TASK STATEMENT: Please copy out the records that follow, word for word.

___ SOURCE DATA ___

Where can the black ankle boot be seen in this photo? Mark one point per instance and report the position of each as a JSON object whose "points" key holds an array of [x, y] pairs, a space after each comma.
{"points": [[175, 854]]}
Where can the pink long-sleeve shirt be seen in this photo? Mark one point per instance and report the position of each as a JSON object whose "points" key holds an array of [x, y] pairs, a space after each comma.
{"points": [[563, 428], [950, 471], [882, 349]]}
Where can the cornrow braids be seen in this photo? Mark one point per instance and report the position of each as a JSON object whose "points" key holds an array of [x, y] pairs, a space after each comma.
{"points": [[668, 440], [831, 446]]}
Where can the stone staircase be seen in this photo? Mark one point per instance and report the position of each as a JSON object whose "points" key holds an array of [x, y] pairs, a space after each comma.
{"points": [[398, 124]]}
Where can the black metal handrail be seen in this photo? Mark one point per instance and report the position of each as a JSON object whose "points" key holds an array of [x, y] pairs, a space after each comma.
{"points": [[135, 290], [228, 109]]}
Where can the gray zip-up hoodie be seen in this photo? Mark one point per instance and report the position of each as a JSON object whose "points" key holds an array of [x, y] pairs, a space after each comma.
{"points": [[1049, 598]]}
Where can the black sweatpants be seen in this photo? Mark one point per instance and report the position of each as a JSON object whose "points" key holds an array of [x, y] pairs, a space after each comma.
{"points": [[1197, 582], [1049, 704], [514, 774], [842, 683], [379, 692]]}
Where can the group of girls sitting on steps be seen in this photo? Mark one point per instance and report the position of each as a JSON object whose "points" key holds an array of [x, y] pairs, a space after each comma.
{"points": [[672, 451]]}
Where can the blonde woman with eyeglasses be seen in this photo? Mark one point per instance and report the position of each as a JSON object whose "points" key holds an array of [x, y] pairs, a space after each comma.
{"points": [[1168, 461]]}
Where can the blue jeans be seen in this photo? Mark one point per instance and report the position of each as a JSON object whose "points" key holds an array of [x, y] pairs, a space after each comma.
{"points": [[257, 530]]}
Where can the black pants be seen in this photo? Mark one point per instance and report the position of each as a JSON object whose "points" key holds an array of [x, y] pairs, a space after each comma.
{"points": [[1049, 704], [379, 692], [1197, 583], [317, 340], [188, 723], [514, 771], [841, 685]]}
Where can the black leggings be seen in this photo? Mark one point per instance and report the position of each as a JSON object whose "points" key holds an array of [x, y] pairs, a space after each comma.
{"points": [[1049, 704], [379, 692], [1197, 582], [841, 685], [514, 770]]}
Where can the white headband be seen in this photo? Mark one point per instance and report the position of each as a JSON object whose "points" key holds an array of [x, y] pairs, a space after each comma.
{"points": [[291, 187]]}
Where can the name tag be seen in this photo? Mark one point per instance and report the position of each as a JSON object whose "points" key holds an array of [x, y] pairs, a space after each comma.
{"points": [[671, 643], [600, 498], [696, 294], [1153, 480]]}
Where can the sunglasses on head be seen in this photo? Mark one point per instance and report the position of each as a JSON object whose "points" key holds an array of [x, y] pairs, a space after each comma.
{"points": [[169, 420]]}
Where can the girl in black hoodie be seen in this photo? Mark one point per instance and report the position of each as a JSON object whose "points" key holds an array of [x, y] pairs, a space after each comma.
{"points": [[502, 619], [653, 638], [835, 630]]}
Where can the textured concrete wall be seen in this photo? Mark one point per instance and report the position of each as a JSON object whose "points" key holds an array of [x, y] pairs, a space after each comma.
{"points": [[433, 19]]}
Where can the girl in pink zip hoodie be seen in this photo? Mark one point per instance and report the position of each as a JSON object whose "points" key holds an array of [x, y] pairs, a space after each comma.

___

EXPECTED ANSWER:
Where can the black ankle boot be seen in this photo? Mark one point per instance and report the position of each as a JSON object whose "points" key holds an array of [x, y] pairs, a space after each comma.
{"points": [[175, 854]]}
Where can the pink long-sleeve shirt be seen in this photo? Mark one point per instance and report the position of each as a JSON object whose "points" key holds an array of [x, y] pairs, a space after each comma.
{"points": [[563, 428], [950, 471], [882, 349]]}
Where can the cornrow braids be seen in this photo? Mark one point per instance and report the position of each as a JSON object whose "points" key holds an array of [x, y] pairs, a space after each comma.
{"points": [[668, 440], [831, 446]]}
Where can the stone staircase be seen in this photo? Mark one point per instance and report the position of each as a JSON object whose "points" key holds an array of [x, y] pairs, a space after each comma.
{"points": [[398, 124]]}
Where can the black metal handrail be seen in this photo? Mark one point per instance and report the position of each as a JSON object whose "points" key holds an array of [x, y] pairs, a space after each comma.
{"points": [[135, 290], [228, 109]]}
Where can the gray zip-up hoodie be seen in this photo? Mark one point per instance and report the position of each as a JSON object whose "points" key holds an array of [x, y] pairs, a space after each comma.
{"points": [[1049, 598]]}
Where can the black sweatpants be seen in this photo? Mark one point per instance and report the position of each as a JSON object whose "points" key holds an array of [x, y] pairs, a space after each comma.
{"points": [[1197, 582], [1049, 704], [514, 774], [842, 683], [379, 692]]}
Where can the group of girls sitting on steps be seen in this photo? Mark one point per instance and report the position of each as a JSON object whose "points" key holds an array of [x, y] pairs, a space after each comma.
{"points": [[672, 451]]}
Where can the blonde woman with eyeglasses be seen in this photo? Mark one point per instance and report the position of each as a JSON object whose "points" key holds an array of [x, y] pairs, a space after each comma.
{"points": [[1168, 461]]}
Where can the blue jeans be seen in this photo? Mark one point per instance and report the position of each as a JSON object whose "points" key holds an array of [x, y] pairs, a space after each comma.
{"points": [[257, 530]]}
Where can the black pants be seen in this photo? Mark one point per instance and report the position of each as a JSON object whose "points" key holds an array of [x, y] pairs, a space after each comma.
{"points": [[1049, 704], [379, 692], [1197, 583], [317, 340], [188, 723], [514, 771], [841, 685]]}
Where can the black leggings be seen in this photo? Mark one point per instance and report the position of each as a JSON object whose "points" key holds an array of [x, y] pairs, a space after each comma.
{"points": [[1049, 704], [379, 692], [1197, 582], [841, 685], [514, 770]]}
Where can the white headband be seen in this photo? Mark one point per instance and report the position of each as a JSON object whose "points" key holds an array of [x, y] pairs, a space after each comma.
{"points": [[291, 187]]}
Where can the name tag be seen in this photo? Mark one point per instance and report the position of each as a JSON object whose "points" key holds an array of [x, y] pairs, a space after each comma.
{"points": [[671, 643], [600, 498], [696, 294], [1153, 480]]}
Where can the sunglasses on head be seen in this photo? Mark one point per instance and report the position of each as a JSON object whose "points" key holds an array of [x, y] pairs, a space after each comma.
{"points": [[169, 420]]}
Where can the girl in black hoodie be seen in this photo? Mark one point per instance and report the position of each as a JSON object whose "points" key holds an array of [x, y] pairs, a space after each comma.
{"points": [[502, 619], [653, 638], [835, 630]]}
Where can the textured concrete wall be seen in this photo? Mark one point per instance and report the position of each as a JSON object whose "points" key holds an array of [x, y] pairs, a space after each comma.
{"points": [[433, 19]]}
Where can the girl in pink zip hoodie be seen in this photo? Mark one point per instance and report the position of each as a JSON object whose "points" key holds an array of [x, y] pairs, a space after each comma.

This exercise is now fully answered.